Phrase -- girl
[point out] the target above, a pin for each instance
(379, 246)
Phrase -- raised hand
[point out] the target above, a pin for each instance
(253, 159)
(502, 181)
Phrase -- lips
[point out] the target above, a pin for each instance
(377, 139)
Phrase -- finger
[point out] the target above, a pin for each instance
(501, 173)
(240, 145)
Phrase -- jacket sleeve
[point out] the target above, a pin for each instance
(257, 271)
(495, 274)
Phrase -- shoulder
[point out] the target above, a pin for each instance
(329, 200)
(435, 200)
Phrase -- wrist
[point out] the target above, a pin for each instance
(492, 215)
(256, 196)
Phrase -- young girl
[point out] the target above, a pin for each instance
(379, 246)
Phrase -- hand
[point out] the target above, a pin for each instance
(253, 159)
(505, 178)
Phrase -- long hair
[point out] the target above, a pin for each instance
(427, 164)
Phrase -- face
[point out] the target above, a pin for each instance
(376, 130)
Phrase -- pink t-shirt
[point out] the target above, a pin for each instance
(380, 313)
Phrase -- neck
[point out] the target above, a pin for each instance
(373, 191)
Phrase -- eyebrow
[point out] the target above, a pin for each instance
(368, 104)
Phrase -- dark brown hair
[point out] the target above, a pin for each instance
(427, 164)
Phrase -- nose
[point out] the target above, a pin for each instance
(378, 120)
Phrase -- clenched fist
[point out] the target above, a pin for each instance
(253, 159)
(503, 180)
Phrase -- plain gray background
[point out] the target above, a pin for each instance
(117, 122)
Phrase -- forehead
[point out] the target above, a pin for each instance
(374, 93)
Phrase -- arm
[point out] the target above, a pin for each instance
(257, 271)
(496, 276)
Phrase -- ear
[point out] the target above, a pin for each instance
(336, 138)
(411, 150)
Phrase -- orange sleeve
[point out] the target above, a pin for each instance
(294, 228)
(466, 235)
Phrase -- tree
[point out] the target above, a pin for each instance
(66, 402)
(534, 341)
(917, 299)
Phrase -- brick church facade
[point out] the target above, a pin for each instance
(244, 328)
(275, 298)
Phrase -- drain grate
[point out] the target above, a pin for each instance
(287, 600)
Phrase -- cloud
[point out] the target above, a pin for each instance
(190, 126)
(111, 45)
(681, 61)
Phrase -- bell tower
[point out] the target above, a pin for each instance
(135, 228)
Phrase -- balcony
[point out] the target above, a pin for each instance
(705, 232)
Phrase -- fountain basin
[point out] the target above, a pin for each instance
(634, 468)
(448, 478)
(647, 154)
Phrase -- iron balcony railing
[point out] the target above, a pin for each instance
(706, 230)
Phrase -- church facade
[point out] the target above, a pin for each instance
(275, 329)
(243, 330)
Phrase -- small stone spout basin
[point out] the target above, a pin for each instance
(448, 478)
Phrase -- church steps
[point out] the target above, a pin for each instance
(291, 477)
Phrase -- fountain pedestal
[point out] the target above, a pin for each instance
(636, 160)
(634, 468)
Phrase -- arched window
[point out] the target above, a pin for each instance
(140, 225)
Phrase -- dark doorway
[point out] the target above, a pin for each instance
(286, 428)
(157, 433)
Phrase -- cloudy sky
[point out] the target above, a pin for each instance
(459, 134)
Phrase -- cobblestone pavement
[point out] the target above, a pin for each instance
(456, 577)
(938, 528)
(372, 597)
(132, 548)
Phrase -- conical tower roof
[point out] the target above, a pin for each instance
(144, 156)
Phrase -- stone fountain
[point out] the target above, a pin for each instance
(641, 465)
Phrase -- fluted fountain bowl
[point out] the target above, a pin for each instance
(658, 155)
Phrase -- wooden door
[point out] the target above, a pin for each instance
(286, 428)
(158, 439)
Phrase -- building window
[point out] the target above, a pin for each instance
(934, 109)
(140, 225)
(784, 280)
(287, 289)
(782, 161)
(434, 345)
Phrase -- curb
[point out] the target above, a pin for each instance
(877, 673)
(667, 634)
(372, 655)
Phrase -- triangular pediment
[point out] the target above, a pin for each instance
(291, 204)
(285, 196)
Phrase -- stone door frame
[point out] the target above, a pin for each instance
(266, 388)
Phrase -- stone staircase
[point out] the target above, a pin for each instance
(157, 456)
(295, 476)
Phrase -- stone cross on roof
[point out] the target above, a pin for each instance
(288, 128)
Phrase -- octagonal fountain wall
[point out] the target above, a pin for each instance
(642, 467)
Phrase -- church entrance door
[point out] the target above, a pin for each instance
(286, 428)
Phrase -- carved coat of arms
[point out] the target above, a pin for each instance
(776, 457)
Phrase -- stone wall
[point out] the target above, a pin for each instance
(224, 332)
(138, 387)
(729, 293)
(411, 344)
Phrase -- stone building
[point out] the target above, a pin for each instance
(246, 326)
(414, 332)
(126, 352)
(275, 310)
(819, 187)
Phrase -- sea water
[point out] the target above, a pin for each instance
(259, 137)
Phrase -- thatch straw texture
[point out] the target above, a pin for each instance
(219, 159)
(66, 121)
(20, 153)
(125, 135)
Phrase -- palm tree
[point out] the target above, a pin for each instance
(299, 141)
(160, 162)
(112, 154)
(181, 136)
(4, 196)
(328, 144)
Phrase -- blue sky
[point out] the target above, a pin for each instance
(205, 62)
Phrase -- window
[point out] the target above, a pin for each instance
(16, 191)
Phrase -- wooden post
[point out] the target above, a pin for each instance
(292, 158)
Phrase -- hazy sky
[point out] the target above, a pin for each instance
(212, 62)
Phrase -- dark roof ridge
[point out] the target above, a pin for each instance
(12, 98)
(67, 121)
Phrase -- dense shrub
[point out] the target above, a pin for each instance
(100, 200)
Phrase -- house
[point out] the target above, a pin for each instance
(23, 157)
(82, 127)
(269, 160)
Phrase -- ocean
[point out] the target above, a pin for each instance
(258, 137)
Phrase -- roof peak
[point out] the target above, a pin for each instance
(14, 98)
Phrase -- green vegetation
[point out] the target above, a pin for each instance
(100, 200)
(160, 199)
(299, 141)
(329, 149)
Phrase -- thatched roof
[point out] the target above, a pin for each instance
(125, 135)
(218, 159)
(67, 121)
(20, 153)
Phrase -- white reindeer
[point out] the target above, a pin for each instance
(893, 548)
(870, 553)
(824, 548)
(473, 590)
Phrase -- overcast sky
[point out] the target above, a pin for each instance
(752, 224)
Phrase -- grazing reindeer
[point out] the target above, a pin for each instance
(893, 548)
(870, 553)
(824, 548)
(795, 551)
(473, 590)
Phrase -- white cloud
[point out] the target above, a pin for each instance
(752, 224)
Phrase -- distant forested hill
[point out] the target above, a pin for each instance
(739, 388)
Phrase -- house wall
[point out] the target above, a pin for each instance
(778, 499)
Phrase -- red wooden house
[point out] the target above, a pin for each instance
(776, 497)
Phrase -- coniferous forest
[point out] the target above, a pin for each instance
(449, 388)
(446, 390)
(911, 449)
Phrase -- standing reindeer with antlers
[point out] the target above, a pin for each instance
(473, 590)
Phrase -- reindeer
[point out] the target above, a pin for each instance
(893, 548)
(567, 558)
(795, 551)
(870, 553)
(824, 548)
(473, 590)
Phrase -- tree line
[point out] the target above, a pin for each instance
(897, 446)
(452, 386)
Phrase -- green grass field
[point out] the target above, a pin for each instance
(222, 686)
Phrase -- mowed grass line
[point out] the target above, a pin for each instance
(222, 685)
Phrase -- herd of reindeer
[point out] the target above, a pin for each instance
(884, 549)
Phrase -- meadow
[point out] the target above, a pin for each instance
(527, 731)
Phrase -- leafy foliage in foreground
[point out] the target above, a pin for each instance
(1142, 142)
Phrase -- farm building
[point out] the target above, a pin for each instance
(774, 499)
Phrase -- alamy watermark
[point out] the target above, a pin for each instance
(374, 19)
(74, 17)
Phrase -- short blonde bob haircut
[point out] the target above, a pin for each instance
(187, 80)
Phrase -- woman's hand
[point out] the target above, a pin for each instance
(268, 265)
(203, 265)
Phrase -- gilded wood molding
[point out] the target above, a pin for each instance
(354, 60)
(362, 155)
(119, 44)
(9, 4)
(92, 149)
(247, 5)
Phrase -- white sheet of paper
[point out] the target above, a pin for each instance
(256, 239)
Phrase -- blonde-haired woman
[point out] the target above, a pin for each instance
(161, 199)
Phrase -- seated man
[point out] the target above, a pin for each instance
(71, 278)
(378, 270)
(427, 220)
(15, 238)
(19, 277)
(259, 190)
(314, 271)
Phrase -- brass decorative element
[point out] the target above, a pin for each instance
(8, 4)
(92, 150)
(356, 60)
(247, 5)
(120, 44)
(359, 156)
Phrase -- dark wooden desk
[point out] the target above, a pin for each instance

---+---

* [Goal of the exercise]:
For each line in the data above that contains the string "blonde", extract the line.

* [Response for this exercise]:
Phrase -- short blonde bob haircut
Phrase -- blonde-haired woman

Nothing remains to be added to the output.